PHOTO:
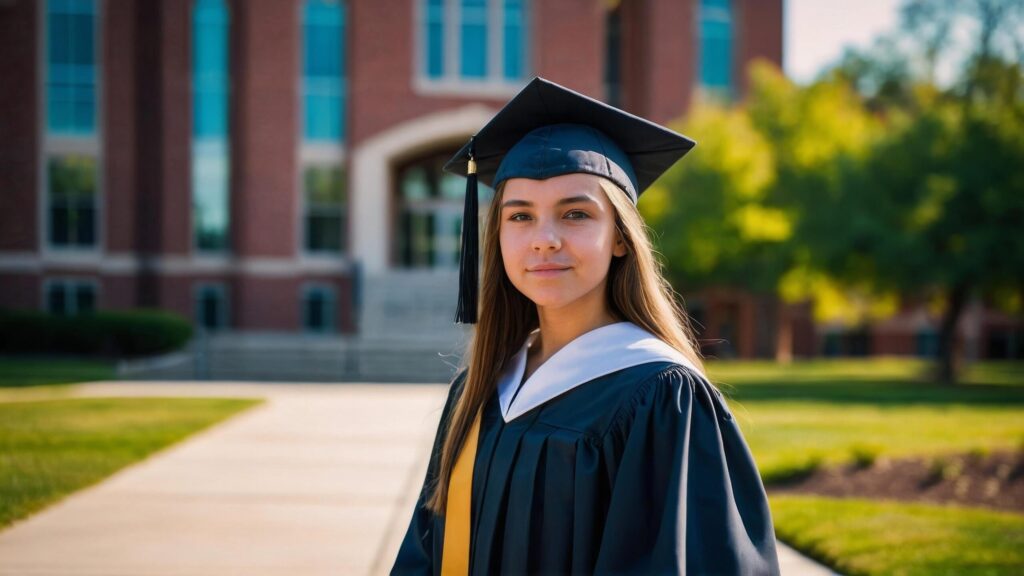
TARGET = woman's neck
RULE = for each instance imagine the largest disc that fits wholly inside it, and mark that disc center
(559, 327)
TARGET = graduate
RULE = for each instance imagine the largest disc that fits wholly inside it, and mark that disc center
(581, 436)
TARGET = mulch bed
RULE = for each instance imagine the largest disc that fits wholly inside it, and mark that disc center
(991, 481)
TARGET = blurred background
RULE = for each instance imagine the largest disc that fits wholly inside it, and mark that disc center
(253, 191)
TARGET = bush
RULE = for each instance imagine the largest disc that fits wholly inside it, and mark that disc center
(864, 455)
(112, 334)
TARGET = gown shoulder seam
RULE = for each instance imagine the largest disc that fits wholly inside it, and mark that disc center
(642, 388)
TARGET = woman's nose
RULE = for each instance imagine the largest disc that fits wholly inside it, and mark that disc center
(547, 237)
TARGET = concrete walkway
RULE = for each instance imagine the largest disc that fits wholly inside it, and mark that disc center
(317, 480)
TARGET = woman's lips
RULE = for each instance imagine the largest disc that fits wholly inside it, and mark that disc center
(547, 272)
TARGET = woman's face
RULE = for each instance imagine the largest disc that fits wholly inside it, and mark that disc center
(557, 238)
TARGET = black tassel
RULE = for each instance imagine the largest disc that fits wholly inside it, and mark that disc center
(468, 273)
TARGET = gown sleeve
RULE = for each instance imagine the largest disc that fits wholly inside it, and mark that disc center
(686, 496)
(417, 553)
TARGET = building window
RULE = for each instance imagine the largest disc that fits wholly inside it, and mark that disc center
(318, 309)
(211, 306)
(72, 201)
(430, 211)
(71, 181)
(716, 46)
(210, 161)
(474, 41)
(71, 67)
(324, 70)
(325, 209)
(70, 297)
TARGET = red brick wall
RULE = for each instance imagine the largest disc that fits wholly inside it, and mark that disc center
(18, 133)
(20, 291)
(567, 43)
(758, 35)
(264, 137)
(120, 158)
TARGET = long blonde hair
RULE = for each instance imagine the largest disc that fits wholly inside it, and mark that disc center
(636, 292)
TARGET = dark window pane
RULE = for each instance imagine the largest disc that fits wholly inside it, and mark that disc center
(55, 299)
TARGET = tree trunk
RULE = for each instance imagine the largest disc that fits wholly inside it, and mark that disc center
(948, 356)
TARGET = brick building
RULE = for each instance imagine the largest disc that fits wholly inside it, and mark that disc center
(273, 165)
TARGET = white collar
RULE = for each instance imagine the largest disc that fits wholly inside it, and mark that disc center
(591, 355)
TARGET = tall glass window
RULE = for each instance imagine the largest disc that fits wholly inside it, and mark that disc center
(491, 40)
(514, 19)
(72, 137)
(325, 209)
(474, 38)
(716, 46)
(324, 70)
(318, 309)
(612, 56)
(211, 306)
(433, 35)
(71, 67)
(210, 162)
(70, 297)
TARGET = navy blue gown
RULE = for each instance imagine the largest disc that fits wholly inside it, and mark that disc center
(642, 470)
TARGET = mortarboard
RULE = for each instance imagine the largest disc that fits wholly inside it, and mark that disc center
(547, 130)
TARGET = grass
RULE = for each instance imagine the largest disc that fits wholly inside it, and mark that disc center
(808, 414)
(20, 372)
(51, 448)
(864, 537)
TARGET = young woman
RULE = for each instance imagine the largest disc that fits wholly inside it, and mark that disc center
(582, 437)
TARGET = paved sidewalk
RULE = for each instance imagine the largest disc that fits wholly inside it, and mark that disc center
(318, 480)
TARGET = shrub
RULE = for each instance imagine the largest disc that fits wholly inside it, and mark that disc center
(105, 333)
(864, 455)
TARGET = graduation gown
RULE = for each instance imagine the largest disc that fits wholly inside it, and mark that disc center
(590, 466)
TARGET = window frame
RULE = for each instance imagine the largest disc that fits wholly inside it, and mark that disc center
(225, 313)
(451, 82)
(331, 313)
(67, 282)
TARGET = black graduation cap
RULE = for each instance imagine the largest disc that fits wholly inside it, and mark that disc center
(548, 130)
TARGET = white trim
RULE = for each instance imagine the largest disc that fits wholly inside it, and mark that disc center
(371, 174)
(228, 137)
(56, 146)
(331, 298)
(452, 82)
(128, 264)
(221, 289)
(592, 355)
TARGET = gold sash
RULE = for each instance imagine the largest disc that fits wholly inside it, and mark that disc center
(455, 558)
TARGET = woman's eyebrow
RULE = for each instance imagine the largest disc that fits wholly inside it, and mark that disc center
(566, 200)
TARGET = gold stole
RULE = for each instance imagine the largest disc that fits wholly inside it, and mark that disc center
(455, 558)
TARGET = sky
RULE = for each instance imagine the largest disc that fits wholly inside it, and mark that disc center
(816, 31)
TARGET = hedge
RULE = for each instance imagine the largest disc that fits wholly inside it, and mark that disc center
(104, 333)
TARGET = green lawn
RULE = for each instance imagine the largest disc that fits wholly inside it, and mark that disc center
(51, 448)
(821, 412)
(863, 537)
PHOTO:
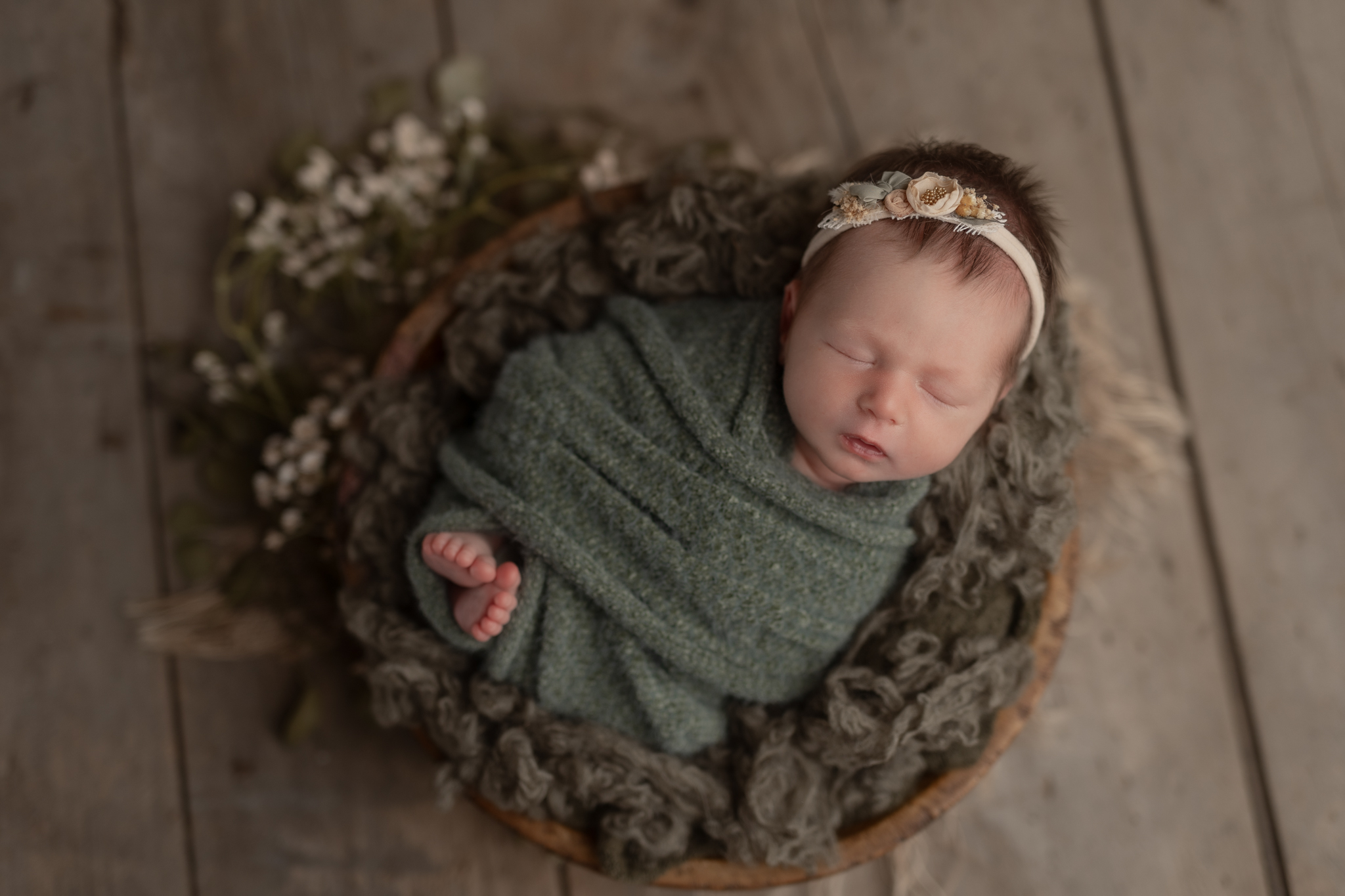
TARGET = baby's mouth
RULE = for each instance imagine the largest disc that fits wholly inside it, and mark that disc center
(862, 448)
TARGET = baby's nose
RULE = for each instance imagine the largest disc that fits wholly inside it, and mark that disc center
(885, 403)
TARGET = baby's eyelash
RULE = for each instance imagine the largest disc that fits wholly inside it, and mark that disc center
(937, 398)
(857, 360)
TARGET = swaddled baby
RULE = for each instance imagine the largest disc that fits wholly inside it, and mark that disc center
(701, 500)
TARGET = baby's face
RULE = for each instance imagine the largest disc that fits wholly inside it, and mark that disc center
(892, 366)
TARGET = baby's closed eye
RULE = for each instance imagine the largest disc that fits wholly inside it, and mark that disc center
(853, 358)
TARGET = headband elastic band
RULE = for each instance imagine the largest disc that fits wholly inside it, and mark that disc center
(899, 196)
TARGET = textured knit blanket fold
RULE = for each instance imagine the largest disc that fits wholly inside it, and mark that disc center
(671, 557)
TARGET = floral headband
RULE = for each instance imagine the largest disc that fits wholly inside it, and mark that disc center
(899, 196)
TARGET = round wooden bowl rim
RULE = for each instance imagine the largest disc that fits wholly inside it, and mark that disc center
(414, 340)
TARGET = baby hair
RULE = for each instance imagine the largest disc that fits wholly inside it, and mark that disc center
(1005, 184)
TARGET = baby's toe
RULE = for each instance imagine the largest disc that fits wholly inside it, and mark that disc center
(508, 576)
(483, 568)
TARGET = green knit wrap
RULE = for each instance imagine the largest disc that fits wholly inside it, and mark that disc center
(671, 555)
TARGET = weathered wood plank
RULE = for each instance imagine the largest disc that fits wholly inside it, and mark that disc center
(871, 879)
(211, 92)
(1252, 289)
(673, 72)
(89, 797)
(347, 811)
(1313, 46)
(1134, 752)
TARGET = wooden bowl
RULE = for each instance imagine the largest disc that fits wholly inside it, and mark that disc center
(416, 344)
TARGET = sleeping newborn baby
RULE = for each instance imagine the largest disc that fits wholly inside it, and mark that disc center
(701, 500)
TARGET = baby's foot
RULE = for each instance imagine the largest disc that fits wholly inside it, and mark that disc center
(463, 558)
(482, 612)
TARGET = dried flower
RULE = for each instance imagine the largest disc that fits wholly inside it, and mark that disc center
(896, 203)
(934, 195)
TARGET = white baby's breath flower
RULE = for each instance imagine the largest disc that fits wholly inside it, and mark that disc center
(209, 366)
(349, 198)
(413, 140)
(244, 205)
(340, 418)
(318, 169)
(264, 489)
(273, 328)
(474, 110)
(294, 264)
(273, 452)
(602, 172)
(291, 521)
(478, 146)
(314, 461)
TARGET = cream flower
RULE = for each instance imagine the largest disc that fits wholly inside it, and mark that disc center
(934, 195)
(896, 203)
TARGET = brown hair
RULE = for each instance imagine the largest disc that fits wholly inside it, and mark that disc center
(1003, 183)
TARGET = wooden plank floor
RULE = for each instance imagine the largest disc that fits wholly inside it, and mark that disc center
(1191, 740)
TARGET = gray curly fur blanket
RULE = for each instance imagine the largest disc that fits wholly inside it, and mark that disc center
(912, 695)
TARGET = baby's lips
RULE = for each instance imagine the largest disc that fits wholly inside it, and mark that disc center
(861, 446)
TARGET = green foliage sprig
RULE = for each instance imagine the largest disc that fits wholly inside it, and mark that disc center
(309, 286)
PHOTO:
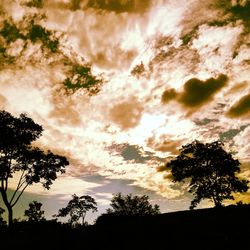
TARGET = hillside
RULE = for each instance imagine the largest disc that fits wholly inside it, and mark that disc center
(224, 228)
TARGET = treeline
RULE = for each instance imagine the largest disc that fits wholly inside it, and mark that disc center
(209, 169)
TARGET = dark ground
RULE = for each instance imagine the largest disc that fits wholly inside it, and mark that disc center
(204, 229)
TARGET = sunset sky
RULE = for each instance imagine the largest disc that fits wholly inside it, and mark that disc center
(166, 72)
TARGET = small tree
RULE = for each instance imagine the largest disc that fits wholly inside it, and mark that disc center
(211, 171)
(132, 205)
(34, 213)
(18, 156)
(2, 221)
(77, 208)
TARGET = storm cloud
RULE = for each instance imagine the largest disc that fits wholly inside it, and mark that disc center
(240, 108)
(196, 92)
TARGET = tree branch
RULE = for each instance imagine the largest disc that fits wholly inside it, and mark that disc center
(19, 185)
(18, 197)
☆ ☆ ☆
> Goal: Set down the line containing "TARGET = brown hair", then every later line through the end of the material, exactly as written; omit any picture.

> Solution for this task:
TARGET = brown hair
RULE = for each instance imagine the largest disc that fits wholly inside it, and mark that disc center
(1003, 183)
TARGET = wooden plank floor
RULE = for each instance imagine the largest disc that fits wholly inside it, and mark that disc center
(1191, 740)
TARGET = gray curly fur blanket
RULE = for each instance imagine the largest disc that fits wholly inside it, and mark that disc center
(912, 695)
TARGET = baby's lips
RULE = for each instance imagine the largest disc that fits wholly inside it, and mark that disc center
(861, 446)
TARGET = green foliage sprig
RULE = for each instance imagine the largest disc that fits wholly inside it, and mark that disc center
(309, 286)
PHOTO:
TARGET = hillside
RULE = for each instance imagine the largest disc that fits wholly inside it, and mark that disc center
(224, 228)
TARGET = treeline
RULE = for each instance imagine the largest disc that fits wholly inside it, and mark that disc center
(209, 169)
TARGET = dark ground
RULE = for each instance imagine the largest disc that fits wholly inside it, and mark that disc center
(204, 229)
TARGET = sunset sky
RULE = for each instance imagine the largest disc that fits wholly inside it, and mark that disc center
(166, 72)
TARGET = small tree
RULE = for each instance imagine the largest disc that fits wholly inside it, and mark that disc center
(211, 171)
(132, 205)
(34, 213)
(18, 156)
(2, 221)
(77, 208)
TARGET = storm cloud
RULE = for each instance imagine the largest disc that fits wholly inside it, and mark that disc center
(240, 108)
(196, 92)
TARGET = tree branch
RULE = for each instance imagine the largest disc that fits wholly inside it, and mark that disc center
(19, 185)
(18, 197)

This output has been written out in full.